-- BEGIN DATA ENTRIES --

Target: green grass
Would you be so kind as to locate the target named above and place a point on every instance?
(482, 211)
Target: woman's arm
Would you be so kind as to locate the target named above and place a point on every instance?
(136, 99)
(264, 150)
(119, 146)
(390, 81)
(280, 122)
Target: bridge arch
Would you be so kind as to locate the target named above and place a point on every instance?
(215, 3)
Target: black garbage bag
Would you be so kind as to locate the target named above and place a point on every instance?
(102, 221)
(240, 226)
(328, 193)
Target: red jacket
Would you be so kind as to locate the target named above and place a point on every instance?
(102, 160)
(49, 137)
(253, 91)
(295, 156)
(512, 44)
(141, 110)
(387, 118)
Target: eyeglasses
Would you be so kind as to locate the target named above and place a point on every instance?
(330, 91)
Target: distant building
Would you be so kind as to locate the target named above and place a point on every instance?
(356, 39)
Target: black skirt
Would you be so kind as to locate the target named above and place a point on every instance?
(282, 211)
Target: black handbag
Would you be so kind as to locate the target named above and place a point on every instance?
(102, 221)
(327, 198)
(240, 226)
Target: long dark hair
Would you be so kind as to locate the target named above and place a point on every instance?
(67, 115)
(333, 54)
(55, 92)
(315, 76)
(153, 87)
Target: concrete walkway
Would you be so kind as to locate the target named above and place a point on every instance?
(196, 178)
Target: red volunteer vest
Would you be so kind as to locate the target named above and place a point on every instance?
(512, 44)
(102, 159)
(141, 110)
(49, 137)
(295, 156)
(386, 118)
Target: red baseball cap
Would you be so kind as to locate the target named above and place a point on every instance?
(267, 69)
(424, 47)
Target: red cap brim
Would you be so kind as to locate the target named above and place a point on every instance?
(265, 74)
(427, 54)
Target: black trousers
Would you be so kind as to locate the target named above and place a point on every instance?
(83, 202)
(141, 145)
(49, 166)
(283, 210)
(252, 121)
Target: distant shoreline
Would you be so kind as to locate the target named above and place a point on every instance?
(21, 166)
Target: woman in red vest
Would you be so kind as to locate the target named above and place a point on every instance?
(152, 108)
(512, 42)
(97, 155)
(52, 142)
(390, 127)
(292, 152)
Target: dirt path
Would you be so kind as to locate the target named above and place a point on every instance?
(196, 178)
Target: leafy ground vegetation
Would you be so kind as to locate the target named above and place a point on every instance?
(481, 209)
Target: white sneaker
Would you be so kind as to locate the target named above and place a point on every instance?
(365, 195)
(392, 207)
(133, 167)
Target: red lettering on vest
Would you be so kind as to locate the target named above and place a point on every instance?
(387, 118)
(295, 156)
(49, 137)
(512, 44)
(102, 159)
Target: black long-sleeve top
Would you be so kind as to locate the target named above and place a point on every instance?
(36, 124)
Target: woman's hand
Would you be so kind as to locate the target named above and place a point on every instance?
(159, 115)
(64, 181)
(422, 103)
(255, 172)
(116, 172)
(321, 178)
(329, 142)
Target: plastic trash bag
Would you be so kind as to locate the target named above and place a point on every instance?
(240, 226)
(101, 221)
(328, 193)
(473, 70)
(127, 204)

-- END DATA ENTRIES --

> **WHAT IS REQUIRED**: Exactly as written, give the line containing "Target: leafy ground vegetation" and all remaining lines of the records.

> **RESULT OF THE EXERCISE**:
Target: leafy ground vegetation
Would you be so kind as to locate the target named above and place a point on every instance?
(481, 209)
Target: white sneaker
Would you be so kind as to locate the target named above and place a point on every instance?
(365, 195)
(392, 207)
(133, 167)
Target: red lettering on vest
Would you be so kind as to locate the target named above and place a point on every instance?
(387, 118)
(295, 156)
(49, 137)
(512, 44)
(102, 159)
Target: black long-sleeve top
Would you be so kind as to locate the target named above and place a point on every instance?
(36, 124)
Target: woman's hand
Would you be so kind as to locate the target named above and place a point on every instance?
(159, 115)
(64, 181)
(422, 103)
(255, 172)
(116, 172)
(321, 178)
(329, 142)
Target: plastic trash bag
Would you be so kind as to locate the target named above and place a point on every instance?
(240, 226)
(101, 221)
(328, 193)
(473, 70)
(127, 204)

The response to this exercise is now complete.